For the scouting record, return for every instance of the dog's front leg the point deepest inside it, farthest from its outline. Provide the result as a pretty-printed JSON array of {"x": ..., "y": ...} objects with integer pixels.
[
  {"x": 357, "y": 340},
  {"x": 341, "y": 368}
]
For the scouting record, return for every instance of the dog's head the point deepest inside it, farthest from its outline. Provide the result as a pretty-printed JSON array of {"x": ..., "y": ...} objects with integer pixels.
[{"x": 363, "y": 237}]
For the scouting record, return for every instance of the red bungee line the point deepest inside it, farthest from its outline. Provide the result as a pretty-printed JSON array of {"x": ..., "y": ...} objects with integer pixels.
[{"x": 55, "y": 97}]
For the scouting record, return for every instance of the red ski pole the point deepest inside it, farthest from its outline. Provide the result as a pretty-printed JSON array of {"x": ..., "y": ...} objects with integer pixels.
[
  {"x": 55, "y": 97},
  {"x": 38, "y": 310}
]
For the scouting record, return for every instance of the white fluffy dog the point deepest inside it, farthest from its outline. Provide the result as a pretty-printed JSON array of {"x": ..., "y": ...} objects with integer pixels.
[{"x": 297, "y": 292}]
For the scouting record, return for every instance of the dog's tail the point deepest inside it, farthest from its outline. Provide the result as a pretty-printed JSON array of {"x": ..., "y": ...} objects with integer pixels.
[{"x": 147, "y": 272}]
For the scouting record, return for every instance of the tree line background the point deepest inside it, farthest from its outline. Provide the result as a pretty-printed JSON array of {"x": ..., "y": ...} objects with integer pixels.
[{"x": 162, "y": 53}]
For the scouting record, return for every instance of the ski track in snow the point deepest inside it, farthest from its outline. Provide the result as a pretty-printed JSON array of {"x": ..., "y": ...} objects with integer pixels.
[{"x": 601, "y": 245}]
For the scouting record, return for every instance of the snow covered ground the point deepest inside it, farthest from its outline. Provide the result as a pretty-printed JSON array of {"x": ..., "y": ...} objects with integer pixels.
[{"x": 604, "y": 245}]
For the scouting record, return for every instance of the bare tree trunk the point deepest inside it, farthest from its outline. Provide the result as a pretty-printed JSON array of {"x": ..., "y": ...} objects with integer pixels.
☆ ☆ ☆ ☆ ☆
◆ Required work: Each line of the listing should be printed again, exactly.

◆ Finished task:
For the scouting record, return for every instance of the dog's front leg the point deepest inside it, farthest from its outline. Provide the result as a pretty-printed JSON array of {"x": ..., "y": ...} objects with integer pixels.
[
  {"x": 357, "y": 340},
  {"x": 341, "y": 368}
]
For the scouting record, return for every instance of the dog's head the point deepest inside it, farthest from its outline. Provide the result as a pretty-printed JSON array of {"x": ..., "y": ...} objects with integer pixels.
[{"x": 363, "y": 237}]
For the scouting record, return for every instance of the red bungee line the point deepest inside it, farthest from its outline. Provide the result as a pretty-printed JSON array of {"x": ..., "y": ...} objects with integer pixels.
[{"x": 55, "y": 97}]
For the scouting record, return for every instance of the red ski pole the point deepest inside it, farthest from its outline. Provide the result as a pretty-printed JSON array of {"x": ..., "y": ...} objects with integer pixels.
[
  {"x": 55, "y": 97},
  {"x": 38, "y": 310}
]
For the scouting record, return for every instance of the white fluffy dog the point deepest inside it, farthest from its outline. Provide the result as a pretty-printed JSON array of {"x": ..., "y": ...} objects with integer pixels.
[{"x": 297, "y": 292}]
For the scouting record, return for every instance of the dog's tail the point deepest inside it, farthest from its outline. Provide the result as a pretty-printed JSON array of {"x": ..., "y": ...} objects with integer pixels.
[{"x": 147, "y": 272}]
For the scouting record, return for every instance of the tree line background the point deepest inside it, farthest from its outline. Provide the result as a pretty-printed JSON array of {"x": ..., "y": ...} objects with integer pixels.
[{"x": 162, "y": 53}]
For the scouting record, return for every instance of the ski track in snow the point deepest inside it, farthest from its outline. Provide the result as a pretty-printed JSON array of {"x": ..., "y": ...} objects with integer pixels.
[{"x": 601, "y": 245}]
For the scouting record, return for every instance of the snow covered ground the point deepest inside it, farthest from its outline. Provide the result as a pretty-printed JSON array of {"x": ..., "y": ...} objects with integer pixels.
[{"x": 604, "y": 245}]
For the scouting record, return for every instance of the bare tree trunk the point deepest inside it, farthest from its outline. Provide the result as a pretty-printed JSON array of {"x": ..., "y": ...} objects with integer pixels.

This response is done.